Removed from the list 
The names of certain people initially declared personae non gratae were taken out of the list following formal requests and apologies on their part.
 Nagehan Alçı, Turkish journalist of Akşam, was blacklisted in 2009 after a two-day visit to Nagorno-Karabakh for research purposes. It was reported that she had referred to Nagorno-Karabakh as "100% Armenian land" in an interview on a television channel broadcast in Nagorno-Karabakh Alçı later denied making such a statement, saying she had never mentioned the history of the region at all. In 2013, she sent a request to the Azerbaijani government asking to exclude her from the "black list" and reaffirming her support of the territorial integrity of "brotherly Azerbaijan". Her request was granted in December 2013.
 Aleksey Mitrofanov, Russian politician, was blacklisted in 2011 for attending the opening ceremony of a banquet hall in Stepanakert. In a letter to the Azerbaijani foreign ministry, he expressed "sincere regret" for having visited Nagorno-Karabakh. The ban on his entry to Azerbaijan was lifted in September 2013.
 James Brooke, an American journalist blacklisted in 2011, was taken down from the list around the same time.
 Al Bano, Italian singer, was declared persona non grata in 2010, after giving a concert in Nagorno-Karabakh. In November 2013, the ban was lifted, after a letter was sent by Al Bano to the Azerbaijani foreign ministry in which stated he had had no information about the situation around Nagorno-Karabakh at the time of his visit. In December 2013, Al Bano visited Azerbaijan together with other Italian pop stars of the 1970s and performed at a joint concert.
 Jürgen Klimke, member of the German Parliament, was on the list since September 2013, after holding a meeting with members of the Armenian community of Nagorno-Karabakh in Stepanakert. In his letter to the Azerbaijani government, Klimke said his visit had been unplanned and he had no idea of its repercussions. He voiced his support for Azerbaijan's territorial integrity and expressed regret with regard to his visit. His name did not appear on the list as of 17 March 2014.
 Constantin Moscovici, Moldovan singer, was excluded from the list in February 2014, after he stated in a letter that his visit to Nagorno-Karabakh was not deliberate and that his position on the territorial integrity of Azerbaijan coincided with that of his country.

_ENTRIES SHOWN_
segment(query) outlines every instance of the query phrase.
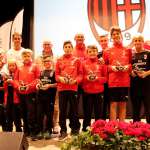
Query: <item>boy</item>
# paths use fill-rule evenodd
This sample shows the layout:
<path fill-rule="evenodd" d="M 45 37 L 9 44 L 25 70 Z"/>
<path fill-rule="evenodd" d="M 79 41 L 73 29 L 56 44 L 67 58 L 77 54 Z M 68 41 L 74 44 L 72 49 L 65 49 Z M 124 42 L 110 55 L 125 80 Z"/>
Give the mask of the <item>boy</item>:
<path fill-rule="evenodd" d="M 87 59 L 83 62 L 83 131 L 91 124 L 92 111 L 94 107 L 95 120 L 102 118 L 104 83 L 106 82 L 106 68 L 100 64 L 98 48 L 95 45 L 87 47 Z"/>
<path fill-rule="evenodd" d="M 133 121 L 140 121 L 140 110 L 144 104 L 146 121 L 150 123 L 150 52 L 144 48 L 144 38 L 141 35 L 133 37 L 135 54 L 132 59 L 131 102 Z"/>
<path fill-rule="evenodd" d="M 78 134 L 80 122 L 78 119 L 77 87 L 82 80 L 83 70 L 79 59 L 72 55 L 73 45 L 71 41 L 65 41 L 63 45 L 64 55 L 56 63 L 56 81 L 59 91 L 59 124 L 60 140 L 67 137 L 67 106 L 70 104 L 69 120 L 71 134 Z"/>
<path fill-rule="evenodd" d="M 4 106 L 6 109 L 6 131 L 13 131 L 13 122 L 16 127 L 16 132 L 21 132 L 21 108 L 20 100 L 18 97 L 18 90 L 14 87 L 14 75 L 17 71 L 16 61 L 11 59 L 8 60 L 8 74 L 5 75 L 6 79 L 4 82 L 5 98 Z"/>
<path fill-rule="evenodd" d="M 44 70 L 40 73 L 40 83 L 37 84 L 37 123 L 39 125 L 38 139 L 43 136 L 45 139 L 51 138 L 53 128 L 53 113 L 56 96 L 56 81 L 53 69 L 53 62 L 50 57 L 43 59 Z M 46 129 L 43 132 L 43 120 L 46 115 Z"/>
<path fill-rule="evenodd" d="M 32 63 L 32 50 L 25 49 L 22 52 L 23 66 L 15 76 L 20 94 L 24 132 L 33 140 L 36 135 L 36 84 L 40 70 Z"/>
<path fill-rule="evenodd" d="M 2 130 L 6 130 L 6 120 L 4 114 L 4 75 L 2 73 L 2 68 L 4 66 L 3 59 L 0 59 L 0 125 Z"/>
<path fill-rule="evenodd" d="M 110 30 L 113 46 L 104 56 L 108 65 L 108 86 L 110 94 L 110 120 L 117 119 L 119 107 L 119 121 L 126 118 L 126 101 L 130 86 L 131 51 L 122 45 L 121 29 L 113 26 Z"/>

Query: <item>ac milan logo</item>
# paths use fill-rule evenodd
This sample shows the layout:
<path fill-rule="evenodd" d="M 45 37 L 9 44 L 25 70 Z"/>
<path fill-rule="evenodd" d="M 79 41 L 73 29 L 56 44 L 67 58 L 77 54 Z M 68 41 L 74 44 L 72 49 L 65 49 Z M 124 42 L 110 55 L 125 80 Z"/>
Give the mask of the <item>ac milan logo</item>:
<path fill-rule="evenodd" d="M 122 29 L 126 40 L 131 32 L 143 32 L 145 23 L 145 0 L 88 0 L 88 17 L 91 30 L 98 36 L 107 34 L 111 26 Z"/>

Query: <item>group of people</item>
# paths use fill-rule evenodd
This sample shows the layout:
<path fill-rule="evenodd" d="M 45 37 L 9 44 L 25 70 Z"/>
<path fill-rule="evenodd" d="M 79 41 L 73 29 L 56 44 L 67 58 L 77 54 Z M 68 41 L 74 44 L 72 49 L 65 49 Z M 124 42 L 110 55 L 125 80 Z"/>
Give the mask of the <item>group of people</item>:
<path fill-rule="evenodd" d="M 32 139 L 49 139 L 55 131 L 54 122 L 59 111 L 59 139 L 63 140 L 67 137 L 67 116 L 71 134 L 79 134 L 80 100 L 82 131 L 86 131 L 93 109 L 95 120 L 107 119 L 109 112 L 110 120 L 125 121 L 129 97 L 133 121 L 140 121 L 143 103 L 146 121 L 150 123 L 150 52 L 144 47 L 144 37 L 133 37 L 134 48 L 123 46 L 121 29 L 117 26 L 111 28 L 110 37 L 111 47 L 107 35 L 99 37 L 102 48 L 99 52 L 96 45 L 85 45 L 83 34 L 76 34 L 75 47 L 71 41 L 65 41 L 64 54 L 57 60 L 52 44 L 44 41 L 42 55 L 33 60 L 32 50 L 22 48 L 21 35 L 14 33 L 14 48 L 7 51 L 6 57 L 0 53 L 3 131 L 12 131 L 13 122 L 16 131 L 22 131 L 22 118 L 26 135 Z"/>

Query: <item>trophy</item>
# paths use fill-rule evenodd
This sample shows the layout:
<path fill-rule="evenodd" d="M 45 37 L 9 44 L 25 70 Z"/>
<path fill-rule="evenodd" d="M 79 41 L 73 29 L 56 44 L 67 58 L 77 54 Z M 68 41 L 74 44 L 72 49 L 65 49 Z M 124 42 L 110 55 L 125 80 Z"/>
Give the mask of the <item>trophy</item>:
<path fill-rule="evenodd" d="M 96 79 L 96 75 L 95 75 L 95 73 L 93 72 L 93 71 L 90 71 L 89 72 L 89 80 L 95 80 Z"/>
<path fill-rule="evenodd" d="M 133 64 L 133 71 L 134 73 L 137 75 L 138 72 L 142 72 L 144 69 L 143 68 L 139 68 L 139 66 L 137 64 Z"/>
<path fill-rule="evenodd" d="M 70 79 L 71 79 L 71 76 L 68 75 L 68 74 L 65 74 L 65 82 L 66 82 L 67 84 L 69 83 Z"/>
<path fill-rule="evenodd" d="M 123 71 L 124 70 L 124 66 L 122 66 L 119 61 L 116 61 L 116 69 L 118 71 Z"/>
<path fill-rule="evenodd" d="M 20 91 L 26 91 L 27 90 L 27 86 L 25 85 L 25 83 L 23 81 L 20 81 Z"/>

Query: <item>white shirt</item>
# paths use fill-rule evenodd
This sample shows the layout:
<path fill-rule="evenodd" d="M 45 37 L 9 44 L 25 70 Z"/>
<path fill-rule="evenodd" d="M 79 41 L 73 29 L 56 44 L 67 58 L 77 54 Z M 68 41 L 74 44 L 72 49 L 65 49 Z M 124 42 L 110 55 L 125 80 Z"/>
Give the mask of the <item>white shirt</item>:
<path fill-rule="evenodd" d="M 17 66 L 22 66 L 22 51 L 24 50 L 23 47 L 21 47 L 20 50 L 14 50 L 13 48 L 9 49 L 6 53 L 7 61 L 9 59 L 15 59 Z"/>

_REQUIRED WORK_
#1 In the passage headed "Removed from the list," why was Aleksey Mitrofanov put on the blacklist in 2011?
#2 Write out the part of the passage headed "Removed from the list" starting at "Constantin Moscovici, Moldovan" and ending at "of his country.".

_RESULTS IN ORDER_
#1 He was blacklisted for going to the opening ceremony of a banquet hall in Stepanakert.

#2
Constantin Moscovici, Moldovan singer, was excluded from the list in February 2014, after he stated in a letter that his visit to Nagorno-Karabakh was not deliberate and that his position on the territorial integrity of Azerbaijan coincided with that of his country.